[Saved entries]
===
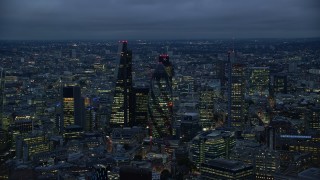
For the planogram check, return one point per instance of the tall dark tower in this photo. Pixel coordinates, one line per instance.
(122, 108)
(236, 91)
(2, 76)
(160, 99)
(73, 107)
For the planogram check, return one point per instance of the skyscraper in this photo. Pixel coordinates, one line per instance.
(73, 107)
(259, 81)
(160, 99)
(121, 111)
(236, 91)
(206, 107)
(141, 106)
(2, 76)
(280, 84)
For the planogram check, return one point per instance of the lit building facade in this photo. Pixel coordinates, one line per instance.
(210, 145)
(2, 80)
(259, 81)
(226, 169)
(141, 106)
(206, 107)
(236, 92)
(280, 84)
(122, 108)
(160, 99)
(237, 95)
(73, 107)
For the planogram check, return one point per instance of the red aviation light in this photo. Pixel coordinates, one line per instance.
(164, 55)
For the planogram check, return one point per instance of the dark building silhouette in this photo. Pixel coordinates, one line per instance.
(2, 76)
(73, 107)
(128, 172)
(236, 91)
(280, 84)
(219, 71)
(160, 99)
(122, 108)
(141, 106)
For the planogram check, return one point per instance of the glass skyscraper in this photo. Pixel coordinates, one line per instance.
(160, 99)
(121, 111)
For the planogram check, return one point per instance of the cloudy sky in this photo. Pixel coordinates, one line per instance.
(158, 19)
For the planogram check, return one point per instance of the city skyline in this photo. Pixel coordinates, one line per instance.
(106, 20)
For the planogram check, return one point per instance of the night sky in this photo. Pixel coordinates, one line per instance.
(158, 19)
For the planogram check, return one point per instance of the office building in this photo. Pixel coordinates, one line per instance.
(160, 100)
(280, 84)
(219, 71)
(2, 80)
(122, 108)
(129, 172)
(236, 92)
(259, 81)
(212, 144)
(73, 107)
(141, 95)
(206, 106)
(226, 169)
(100, 172)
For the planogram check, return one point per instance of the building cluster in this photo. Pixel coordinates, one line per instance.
(160, 110)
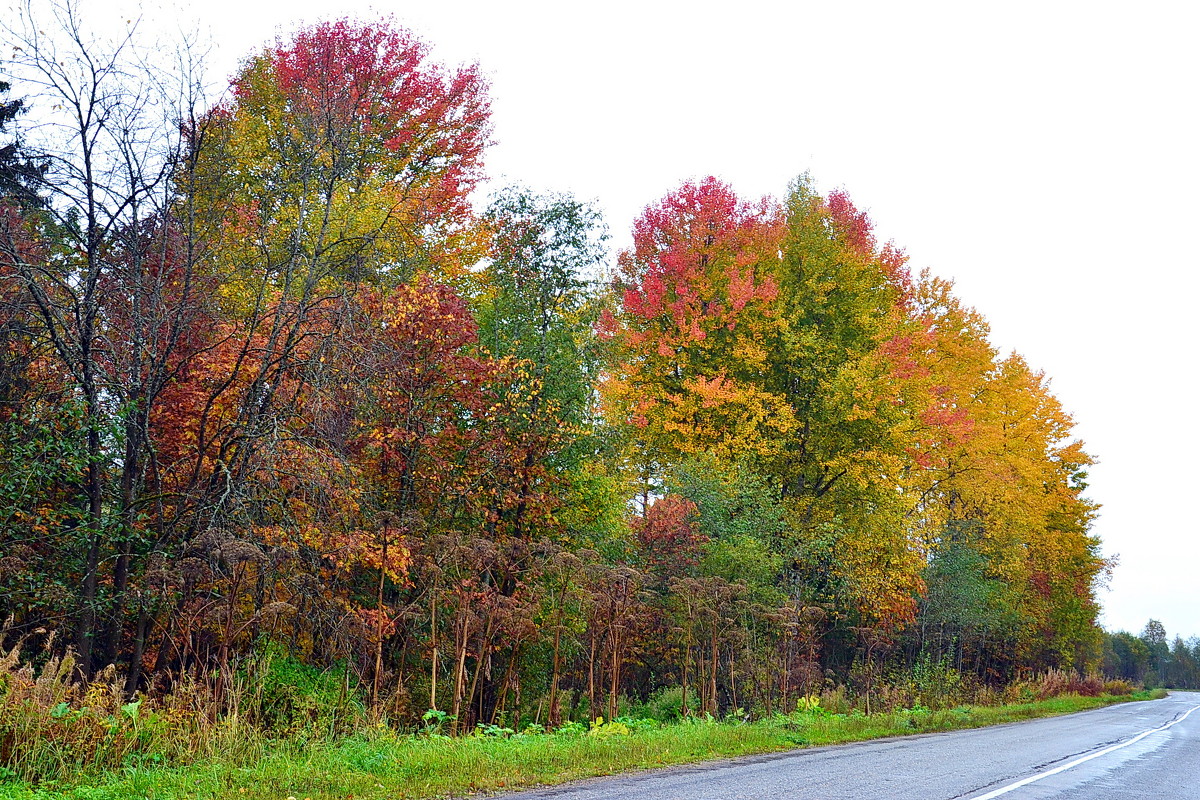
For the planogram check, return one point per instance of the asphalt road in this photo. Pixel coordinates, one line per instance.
(1133, 750)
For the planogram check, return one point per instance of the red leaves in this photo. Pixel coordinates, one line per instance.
(694, 259)
(369, 91)
(669, 537)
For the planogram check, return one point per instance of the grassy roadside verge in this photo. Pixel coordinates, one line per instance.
(385, 765)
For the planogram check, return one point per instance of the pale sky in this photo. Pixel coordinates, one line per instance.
(1042, 155)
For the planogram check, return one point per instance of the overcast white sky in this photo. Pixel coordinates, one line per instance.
(1043, 155)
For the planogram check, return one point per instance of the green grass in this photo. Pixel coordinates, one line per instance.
(382, 764)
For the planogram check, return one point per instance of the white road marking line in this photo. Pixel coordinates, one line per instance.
(1032, 779)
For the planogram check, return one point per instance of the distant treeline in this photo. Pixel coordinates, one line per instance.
(1151, 660)
(270, 382)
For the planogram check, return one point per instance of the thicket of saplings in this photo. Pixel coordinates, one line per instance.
(55, 727)
(301, 445)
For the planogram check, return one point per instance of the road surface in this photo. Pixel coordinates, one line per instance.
(1120, 752)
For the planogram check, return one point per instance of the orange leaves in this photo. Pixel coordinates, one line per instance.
(696, 298)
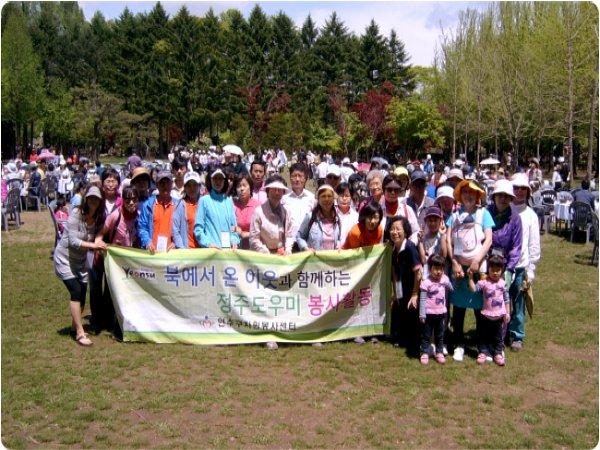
===
Pick out every line above that contains the word "white" and copy each one in full.

*SOLUTION*
For the planogram check, return one point per instance of the overcast white sky in this photo. Pixel coordinates, one line per instance.
For the planogram check, return one point per instance of the white road marking line in this photo. Pixel coordinates, one line per instance.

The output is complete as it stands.